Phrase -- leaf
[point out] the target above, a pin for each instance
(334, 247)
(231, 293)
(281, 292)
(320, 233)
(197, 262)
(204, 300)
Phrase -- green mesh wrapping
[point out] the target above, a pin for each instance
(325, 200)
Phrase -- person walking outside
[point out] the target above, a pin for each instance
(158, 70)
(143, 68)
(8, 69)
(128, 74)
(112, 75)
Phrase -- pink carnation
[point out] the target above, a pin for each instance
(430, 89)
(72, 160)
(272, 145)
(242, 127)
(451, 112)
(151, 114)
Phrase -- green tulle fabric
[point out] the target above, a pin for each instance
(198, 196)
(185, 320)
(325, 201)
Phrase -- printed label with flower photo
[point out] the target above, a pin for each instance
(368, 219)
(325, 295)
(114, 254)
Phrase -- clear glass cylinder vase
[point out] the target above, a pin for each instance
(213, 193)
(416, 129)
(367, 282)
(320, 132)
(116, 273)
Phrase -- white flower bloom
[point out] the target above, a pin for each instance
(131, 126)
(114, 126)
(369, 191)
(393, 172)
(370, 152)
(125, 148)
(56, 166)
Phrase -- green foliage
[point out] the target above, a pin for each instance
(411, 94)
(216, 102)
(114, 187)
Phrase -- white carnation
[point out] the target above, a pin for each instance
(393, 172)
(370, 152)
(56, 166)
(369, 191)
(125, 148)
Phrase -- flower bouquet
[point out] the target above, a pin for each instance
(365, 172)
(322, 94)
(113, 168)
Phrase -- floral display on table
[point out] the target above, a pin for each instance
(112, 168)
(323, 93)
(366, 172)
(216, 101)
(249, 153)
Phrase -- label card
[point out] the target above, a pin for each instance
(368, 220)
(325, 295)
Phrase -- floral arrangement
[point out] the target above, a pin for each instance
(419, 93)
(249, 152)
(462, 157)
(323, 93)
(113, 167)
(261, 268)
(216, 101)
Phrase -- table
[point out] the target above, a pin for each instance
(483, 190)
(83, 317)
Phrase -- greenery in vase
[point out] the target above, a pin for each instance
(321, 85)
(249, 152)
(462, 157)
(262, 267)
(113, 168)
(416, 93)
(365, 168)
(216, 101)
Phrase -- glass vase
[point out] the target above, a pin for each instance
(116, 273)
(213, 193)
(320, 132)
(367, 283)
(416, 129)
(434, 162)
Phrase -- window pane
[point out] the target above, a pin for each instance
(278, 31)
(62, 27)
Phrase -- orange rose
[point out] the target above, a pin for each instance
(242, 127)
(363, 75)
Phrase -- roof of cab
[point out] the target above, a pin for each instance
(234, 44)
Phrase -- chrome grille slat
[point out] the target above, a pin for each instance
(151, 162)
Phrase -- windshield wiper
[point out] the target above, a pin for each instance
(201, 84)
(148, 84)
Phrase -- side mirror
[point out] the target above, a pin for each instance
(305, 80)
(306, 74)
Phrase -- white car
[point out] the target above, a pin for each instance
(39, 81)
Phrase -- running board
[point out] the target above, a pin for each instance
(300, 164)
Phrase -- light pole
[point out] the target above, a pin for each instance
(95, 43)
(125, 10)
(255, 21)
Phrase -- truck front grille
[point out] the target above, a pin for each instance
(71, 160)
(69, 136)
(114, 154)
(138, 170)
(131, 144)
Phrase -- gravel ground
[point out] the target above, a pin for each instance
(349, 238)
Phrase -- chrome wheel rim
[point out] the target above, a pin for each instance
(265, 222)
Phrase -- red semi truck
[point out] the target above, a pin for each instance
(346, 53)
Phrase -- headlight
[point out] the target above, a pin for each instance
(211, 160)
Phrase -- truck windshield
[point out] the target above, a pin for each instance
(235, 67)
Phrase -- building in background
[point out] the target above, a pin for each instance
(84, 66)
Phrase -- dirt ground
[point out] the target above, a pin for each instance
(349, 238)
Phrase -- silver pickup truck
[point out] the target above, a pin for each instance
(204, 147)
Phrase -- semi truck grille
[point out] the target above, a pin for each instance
□ □ □ □ □
### TO BE DONE
Rewrite all of the records above, replacing "point out" with "mark" throughout and leaving everything else unchanged.

### SOLUTION TO THE PROBLEM
Phrase -- leaf
[mark] the target above, a pin for each instance
(334, 247)
(231, 293)
(281, 292)
(320, 233)
(197, 262)
(204, 300)
Phrase -- green mesh wrapping
[mark] the target above, a pin for each instance
(325, 200)
Phrase -- person walking outside
[mark] the target above, a pin for each instance
(158, 70)
(143, 68)
(8, 69)
(128, 74)
(112, 75)
Phrase -- pink carnation
[mark] the target above, a pin for each instance
(430, 89)
(72, 160)
(272, 145)
(242, 127)
(451, 112)
(151, 114)
Phrase -- green tulle fabric
[mark] the target above, a pin for each instance
(198, 196)
(185, 320)
(325, 201)
Phrase -- printed label with flower photo
[mark] the target above, a pin for each instance
(368, 219)
(325, 295)
(114, 254)
Phrase -- clear glass cylinder vase
[mark] the target above, a pin for each instance
(213, 193)
(416, 129)
(367, 282)
(320, 132)
(116, 273)
Phrase -- white flower bloom
[mark] the target above, a pin for each instance
(131, 126)
(114, 126)
(369, 191)
(393, 172)
(370, 152)
(125, 148)
(56, 166)
Phrase -- green foliage
[mark] the target above, a pin for each instance
(411, 94)
(216, 102)
(114, 187)
Phrase -- white carnation
[mark] the target above, a pin for each instance
(393, 172)
(370, 152)
(56, 166)
(369, 191)
(125, 148)
Phrase -- flower bouquet
[mark] the target above, a pin for each instance
(365, 172)
(322, 94)
(113, 168)
Phrase -- floral display on table
[mark] the target above, a pin for each instance
(112, 168)
(323, 93)
(366, 172)
(216, 101)
(249, 153)
Phrase -- label card
[mark] the target above, a pin for each instance
(368, 220)
(325, 295)
Phrase -- floral arrangement
[mark] the target above, a pin for each instance
(419, 93)
(249, 152)
(462, 157)
(323, 93)
(113, 167)
(261, 268)
(216, 101)
Phrase -- table
[mark] the target above, a pin for each instance
(483, 190)
(83, 317)
Phrase -- greenery in vase
[mark] the target above, a pin for each instance
(321, 85)
(249, 152)
(462, 157)
(262, 267)
(113, 168)
(416, 93)
(365, 168)
(216, 101)
Phrase -- glass vase
[mark] the target above, a pin for each instance
(116, 273)
(213, 193)
(320, 132)
(367, 283)
(416, 129)
(434, 162)
Phrase -- window pane
[mark] the target above, a pin for each instance
(278, 31)
(62, 27)
Phrase -- orange rose
[mark] the target above, a pin for each instance
(242, 127)
(363, 75)
Phrase -- roof of cab
[mark] the target above, a pin for each instance
(234, 44)
Phrase -- chrome grille slat
[mark] the target above, a pin for each instance
(151, 162)
Phrase -- windshield wiper
[mark] the target above, a pin for each instance
(201, 84)
(148, 84)
Phrase -- side mirror
[mark] the target above, a pin for each instance
(305, 80)
(306, 74)
Phrase -- white car
[mark] the target above, a pin for each instance
(39, 81)
Phrase -- running board
[mark] the target above, a pin for each instance
(300, 164)
Phrase -- light pole
[mark] the target above, a pin for each instance
(95, 43)
(125, 10)
(255, 21)
Phrase -- truck front grille
[mark] the target above, a pin for each instance
(71, 160)
(69, 136)
(114, 154)
(138, 170)
(131, 144)
Phrase -- gravel ground
[mark] the target above, a pin for each instance
(349, 238)
Phrase -- chrome wheel rim
[mark] the target above, a pin for each instance
(265, 222)
Phrase -- red semi truck
[mark] the target above, a pin for each instance
(346, 53)
Phrase -- headlight
[mark] the target above, a pin for each instance
(211, 160)
Phrase -- truck windshield
[mark] the target above, a pin for each instance
(235, 67)
Phrase -- building in background
[mark] the target above, a pin for each instance
(84, 66)
Phrase -- dirt ground
[mark] the target above, a pin for each instance
(349, 238)
Phrase -- silver pickup truck
[mark] the target above, a pin for each instance
(204, 147)
Phrase -- semi truck grille
[mark] the target above, a pin for each instance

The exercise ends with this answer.